> _Письменное задание 1_:
Сколько кварталов «неверных» насчитывалось в Стамбуле в 1638 г. по официальным турецким данным, приведенным в отрывке о населении Стамбула ниже?

> _Цитируемый отрывок_:
В результате переселенческой политики османских султанов, заселявших бывший византийский Константинополь разнородным торгово-ремесленным людом из Малой Азии, со Средиземноморья и Балкан, а затем и в силу естественного притяжения Стамбула как столицы многонациональной империи в городском населении оказались представлены все ее этносы. Преобладали, разумеется, «титульные» мусульмане, главным образом турки (из мусульман-нетурок немалое число насчитывали арабы, преимущественно из Египта и Сирии, и албанцы), но и немусульман было очень много, причем больше, чем в любом другом городе государства.

По официальным турецким данным, в 1638 г. в Стамбуле насчитывалось 9990 мусульманских кварталов и 1005 кварталов «неверных», в том числе 657 еврейских, 304 греческих, 27 армянских и 17 «франкских» (западноевропейских)[317]. Согласно сведениям французского коммерсанта Фабра, в 1689 г. в городе было 2 тыс. турецких хане (единиц податного обложения), 1200 еврейских, 120 армянских и 77 греческих, или около 59% турецких и свыше 41% прочих, что, по Р. Мантрану, повторяет пропорцию, характерную и для XVI в.[318]. Полагают, что в первой трети XVI в. в Стамбуле жило 58% мусульманского населения и 42% немусульманского и что в целом в Средневековье эта пропорция выражалась цифрами около 60 и около 40%. Ш. Старовольский сообщал, что в 1640-х гг. в городе помимо мечетей насчитывалось около 40 греческих церквей, 4 армянских, 2 католических костела и 38 синагог[320].

Самой значительной немусульманской общиной столицы была греческая, которую составили не потомки греков-византийцев, очень немногочисленные, а переселенцы из Морей, с островов Эгейского моря и из Малой Азии. Затем по численности шли армяне, а после них евреи — потомки византийских евреев, сефарды из Испании и Португалии, ашкенази из Центральной Европы и выходцы из Италии. В Стамбуле, кроме того, жили валахи, сербы, грузины и др., а также «франки» — в большинстве своем итальянцы, французы, голландцы и англичане.

> _Письменное задание 2_:
Посчитайте строки в записях ниже, где встречается слово «black». В ответе дайте только число.

> _Исходные данные_:
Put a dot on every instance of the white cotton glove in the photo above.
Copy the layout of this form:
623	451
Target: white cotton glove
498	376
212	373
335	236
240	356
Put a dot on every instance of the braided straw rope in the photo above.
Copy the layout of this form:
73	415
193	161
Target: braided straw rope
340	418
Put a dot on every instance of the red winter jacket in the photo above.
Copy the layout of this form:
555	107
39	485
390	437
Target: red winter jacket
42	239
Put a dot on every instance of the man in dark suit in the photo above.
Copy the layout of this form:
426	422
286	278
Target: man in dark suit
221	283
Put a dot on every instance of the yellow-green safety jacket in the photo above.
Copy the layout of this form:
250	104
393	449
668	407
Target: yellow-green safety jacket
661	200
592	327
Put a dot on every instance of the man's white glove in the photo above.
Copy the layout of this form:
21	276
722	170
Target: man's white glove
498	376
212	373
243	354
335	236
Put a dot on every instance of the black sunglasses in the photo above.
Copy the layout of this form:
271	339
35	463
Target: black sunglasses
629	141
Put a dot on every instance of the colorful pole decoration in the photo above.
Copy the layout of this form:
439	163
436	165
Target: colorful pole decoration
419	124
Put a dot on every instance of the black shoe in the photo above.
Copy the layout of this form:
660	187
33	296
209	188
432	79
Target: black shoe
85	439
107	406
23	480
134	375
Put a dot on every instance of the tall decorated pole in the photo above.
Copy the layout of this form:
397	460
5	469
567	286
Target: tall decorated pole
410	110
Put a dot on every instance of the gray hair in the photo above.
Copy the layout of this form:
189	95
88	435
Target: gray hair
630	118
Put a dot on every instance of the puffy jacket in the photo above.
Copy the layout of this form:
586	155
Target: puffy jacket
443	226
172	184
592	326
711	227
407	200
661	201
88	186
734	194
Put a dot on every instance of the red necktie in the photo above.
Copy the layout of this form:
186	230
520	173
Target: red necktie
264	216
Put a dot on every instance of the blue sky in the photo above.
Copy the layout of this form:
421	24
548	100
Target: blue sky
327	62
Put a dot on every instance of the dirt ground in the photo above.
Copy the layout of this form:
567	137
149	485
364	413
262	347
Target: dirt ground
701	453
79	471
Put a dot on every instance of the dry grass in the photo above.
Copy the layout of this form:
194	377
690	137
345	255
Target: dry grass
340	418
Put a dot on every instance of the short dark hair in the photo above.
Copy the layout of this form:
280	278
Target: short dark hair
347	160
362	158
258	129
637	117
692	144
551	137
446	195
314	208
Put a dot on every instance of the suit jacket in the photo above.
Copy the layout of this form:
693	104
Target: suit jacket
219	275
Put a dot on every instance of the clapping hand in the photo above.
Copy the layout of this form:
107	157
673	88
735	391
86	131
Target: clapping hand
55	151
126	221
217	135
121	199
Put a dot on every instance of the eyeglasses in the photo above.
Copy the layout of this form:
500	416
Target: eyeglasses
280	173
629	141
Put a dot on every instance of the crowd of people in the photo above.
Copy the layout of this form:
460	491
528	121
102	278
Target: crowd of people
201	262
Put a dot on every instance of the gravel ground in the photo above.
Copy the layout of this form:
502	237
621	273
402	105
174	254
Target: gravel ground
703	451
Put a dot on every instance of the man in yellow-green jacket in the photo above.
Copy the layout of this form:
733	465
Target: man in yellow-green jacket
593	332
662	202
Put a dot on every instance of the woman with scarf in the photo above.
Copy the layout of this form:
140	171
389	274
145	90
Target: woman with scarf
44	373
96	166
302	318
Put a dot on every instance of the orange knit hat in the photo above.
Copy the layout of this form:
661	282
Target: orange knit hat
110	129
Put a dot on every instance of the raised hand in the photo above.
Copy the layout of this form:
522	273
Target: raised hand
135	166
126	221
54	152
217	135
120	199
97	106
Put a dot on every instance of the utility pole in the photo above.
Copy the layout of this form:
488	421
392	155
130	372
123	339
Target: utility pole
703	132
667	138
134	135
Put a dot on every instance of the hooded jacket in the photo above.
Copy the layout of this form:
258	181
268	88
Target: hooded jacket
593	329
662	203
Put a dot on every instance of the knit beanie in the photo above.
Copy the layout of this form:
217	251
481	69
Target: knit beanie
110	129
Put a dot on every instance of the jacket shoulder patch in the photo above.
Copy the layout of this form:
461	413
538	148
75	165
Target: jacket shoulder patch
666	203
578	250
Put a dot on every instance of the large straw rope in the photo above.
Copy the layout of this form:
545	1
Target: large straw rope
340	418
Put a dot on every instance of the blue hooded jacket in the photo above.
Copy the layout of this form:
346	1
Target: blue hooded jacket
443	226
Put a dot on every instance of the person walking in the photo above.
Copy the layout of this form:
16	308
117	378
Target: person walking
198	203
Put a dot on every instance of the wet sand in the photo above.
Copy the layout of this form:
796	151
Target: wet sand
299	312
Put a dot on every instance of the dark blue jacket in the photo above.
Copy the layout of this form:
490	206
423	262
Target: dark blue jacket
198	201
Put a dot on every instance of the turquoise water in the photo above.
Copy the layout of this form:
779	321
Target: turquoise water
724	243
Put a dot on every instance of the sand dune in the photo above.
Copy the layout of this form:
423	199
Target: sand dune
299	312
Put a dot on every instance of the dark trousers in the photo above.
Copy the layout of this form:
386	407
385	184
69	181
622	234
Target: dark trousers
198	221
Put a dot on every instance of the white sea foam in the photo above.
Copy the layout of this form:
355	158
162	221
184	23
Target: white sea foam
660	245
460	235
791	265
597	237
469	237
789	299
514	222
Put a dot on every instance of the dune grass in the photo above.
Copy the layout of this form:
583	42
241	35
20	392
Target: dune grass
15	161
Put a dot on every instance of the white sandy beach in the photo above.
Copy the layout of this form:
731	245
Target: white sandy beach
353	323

> _Готовый ответ 1_:
1005 кварталов.

> _Готовый ответ 2_:
4